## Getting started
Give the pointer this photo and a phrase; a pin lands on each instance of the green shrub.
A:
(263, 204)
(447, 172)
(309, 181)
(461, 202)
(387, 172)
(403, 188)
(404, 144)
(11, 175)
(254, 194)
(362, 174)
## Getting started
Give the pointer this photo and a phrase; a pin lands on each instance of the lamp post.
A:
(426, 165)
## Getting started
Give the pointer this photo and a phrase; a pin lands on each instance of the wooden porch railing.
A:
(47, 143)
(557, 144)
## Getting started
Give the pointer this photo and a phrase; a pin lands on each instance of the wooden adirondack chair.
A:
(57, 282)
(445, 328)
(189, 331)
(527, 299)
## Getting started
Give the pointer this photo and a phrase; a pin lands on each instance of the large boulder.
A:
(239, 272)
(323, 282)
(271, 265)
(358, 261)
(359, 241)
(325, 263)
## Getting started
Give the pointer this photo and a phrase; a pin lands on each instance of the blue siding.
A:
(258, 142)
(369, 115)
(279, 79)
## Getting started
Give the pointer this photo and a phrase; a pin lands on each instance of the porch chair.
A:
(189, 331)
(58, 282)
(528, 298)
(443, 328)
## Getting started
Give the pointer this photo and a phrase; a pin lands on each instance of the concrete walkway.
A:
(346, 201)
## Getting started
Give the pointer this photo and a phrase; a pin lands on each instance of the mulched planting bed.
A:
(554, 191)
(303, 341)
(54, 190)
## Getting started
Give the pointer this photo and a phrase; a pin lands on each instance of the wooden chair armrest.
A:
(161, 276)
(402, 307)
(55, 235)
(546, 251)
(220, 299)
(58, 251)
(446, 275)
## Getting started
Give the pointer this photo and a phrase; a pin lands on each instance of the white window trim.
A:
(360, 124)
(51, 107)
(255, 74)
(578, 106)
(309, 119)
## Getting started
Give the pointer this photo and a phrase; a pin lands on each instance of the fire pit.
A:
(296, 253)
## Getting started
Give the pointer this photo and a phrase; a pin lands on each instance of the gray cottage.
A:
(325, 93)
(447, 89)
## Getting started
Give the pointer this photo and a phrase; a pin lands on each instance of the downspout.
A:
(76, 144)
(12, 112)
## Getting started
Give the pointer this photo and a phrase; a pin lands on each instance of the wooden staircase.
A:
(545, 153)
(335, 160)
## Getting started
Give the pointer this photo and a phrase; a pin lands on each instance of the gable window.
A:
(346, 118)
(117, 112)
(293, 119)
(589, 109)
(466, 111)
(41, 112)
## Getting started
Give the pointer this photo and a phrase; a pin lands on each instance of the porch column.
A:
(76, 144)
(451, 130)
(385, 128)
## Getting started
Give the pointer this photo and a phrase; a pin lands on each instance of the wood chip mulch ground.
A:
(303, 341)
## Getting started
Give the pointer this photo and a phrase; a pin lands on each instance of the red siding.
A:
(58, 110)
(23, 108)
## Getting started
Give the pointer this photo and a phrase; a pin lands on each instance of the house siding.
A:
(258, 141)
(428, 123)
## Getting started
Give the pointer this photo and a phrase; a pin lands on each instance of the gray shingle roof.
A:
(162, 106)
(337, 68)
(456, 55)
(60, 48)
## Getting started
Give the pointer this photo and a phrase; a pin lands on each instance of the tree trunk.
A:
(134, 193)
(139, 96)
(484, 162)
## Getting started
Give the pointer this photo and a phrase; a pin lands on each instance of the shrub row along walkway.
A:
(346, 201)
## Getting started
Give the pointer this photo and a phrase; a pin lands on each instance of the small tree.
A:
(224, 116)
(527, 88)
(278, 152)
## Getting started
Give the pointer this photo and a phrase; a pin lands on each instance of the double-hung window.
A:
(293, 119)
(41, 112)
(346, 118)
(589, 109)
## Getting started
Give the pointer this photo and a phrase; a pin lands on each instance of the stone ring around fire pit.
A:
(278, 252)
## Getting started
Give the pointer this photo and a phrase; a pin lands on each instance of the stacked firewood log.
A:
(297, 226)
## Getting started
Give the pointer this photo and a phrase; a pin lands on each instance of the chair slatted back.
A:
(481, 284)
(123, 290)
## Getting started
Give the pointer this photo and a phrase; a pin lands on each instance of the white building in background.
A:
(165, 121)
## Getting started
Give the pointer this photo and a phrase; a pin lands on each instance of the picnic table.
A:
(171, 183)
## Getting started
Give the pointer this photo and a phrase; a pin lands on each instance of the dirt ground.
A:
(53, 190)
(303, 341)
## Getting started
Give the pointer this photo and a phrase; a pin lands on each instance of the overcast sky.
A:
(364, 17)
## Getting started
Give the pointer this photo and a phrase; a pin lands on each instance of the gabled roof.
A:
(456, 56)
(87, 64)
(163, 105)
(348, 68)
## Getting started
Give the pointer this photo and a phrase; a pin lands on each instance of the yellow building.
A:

○ ○ ○

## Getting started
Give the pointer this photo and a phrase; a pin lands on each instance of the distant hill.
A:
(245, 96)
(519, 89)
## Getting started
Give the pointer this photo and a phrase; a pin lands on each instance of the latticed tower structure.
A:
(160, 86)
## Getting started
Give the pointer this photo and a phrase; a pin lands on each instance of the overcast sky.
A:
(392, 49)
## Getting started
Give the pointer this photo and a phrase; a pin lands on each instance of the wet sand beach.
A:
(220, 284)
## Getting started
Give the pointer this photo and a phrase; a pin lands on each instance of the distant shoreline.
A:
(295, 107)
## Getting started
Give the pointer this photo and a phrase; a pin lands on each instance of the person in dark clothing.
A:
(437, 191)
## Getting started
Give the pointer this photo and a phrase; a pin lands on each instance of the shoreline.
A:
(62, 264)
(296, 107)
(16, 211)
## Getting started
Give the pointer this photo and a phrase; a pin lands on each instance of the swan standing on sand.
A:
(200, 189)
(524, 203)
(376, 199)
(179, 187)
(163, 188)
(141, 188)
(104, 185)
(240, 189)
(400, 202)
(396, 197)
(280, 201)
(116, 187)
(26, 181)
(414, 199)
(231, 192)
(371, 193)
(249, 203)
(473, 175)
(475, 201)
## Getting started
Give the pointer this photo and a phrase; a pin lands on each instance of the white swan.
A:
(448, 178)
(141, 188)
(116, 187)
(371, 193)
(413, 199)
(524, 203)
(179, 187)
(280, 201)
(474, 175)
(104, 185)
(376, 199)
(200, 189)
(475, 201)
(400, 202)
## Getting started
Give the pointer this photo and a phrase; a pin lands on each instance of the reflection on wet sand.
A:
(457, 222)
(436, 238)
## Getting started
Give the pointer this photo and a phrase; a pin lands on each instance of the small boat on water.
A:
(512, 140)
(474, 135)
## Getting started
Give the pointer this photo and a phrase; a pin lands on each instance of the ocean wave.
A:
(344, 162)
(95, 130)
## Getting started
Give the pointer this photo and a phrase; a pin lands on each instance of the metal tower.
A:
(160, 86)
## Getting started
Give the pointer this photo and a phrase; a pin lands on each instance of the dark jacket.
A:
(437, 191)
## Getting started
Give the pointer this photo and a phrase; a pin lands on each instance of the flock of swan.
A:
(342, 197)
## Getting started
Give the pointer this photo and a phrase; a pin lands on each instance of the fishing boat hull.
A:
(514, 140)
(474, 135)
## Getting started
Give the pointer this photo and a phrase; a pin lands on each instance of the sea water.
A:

○ ○ ○

## Required action
From the listing above, pick out every line containing "tower".

## Worked solution
Give the pointer this photo and a phrase; a pin lands on each instance of the latticed tower structure.
Give the pointer this photo and a phrase; a pin lands on each instance of the metal tower.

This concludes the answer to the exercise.